> **Try it**
Beneath this task are records; state how many of their lines hold the word "jacket", and nothing else.

Top of Supplied records

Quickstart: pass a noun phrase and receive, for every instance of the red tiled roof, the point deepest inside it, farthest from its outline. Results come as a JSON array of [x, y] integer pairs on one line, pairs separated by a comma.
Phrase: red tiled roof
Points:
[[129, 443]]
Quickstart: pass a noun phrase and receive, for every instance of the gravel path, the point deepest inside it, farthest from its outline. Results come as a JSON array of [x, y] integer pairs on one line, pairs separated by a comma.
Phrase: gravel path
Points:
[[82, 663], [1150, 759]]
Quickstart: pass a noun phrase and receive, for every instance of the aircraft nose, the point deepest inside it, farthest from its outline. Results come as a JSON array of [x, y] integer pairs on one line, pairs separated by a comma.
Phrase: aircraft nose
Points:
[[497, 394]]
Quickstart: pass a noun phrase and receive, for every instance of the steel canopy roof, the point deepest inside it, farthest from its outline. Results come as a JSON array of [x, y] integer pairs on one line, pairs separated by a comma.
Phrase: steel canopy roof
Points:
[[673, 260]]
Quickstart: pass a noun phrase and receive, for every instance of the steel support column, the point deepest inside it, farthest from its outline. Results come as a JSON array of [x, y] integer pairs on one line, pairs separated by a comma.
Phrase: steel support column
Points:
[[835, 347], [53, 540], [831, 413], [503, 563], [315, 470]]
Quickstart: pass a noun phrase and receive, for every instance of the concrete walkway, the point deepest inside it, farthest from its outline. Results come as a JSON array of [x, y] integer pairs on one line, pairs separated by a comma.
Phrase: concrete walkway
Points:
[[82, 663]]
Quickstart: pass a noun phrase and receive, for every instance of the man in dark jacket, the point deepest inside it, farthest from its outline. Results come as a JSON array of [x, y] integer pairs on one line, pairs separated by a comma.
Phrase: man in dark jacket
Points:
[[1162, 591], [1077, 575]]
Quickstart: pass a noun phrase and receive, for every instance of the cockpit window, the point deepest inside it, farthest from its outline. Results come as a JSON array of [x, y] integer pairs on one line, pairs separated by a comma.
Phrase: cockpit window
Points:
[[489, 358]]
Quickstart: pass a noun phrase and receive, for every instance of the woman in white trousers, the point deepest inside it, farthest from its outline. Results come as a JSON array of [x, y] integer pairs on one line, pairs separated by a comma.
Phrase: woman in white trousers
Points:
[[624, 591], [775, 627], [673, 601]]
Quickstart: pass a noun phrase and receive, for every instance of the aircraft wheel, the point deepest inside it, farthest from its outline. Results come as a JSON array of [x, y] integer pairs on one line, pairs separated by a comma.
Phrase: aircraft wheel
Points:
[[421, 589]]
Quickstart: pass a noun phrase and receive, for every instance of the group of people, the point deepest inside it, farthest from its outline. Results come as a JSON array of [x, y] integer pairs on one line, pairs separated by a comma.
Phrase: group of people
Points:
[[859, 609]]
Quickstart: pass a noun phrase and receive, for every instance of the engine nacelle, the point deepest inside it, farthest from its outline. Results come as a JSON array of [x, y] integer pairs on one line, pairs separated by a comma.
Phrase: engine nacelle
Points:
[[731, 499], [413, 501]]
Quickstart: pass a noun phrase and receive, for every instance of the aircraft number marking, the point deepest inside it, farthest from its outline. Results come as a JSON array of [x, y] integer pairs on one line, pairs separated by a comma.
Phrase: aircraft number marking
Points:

Bottom of Supplied records

> **Output of the task**
2